**Exercise brief**
In the records below, one line contains "of the light". Print that line and every line after it exactly, down to the final one.

**Input for this task**
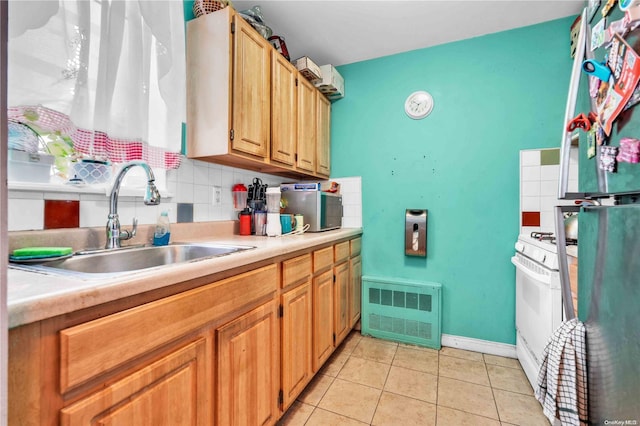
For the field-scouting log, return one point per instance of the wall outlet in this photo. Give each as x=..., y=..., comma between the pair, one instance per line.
x=216, y=200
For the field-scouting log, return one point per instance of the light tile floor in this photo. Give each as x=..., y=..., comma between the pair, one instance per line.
x=369, y=381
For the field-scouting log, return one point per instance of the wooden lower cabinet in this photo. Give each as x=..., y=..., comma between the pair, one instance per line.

**Response for this exercise**
For the field-scouting log, return one point per instance of the light tile floor in this photo. Give each as x=..., y=..., comma between the pair, one instance per line.
x=369, y=381
For the field-scouting log, return one point per instance of the wooden lower cabinet in this photo. Give each as x=..., y=..., comma between the pair, one instance per line.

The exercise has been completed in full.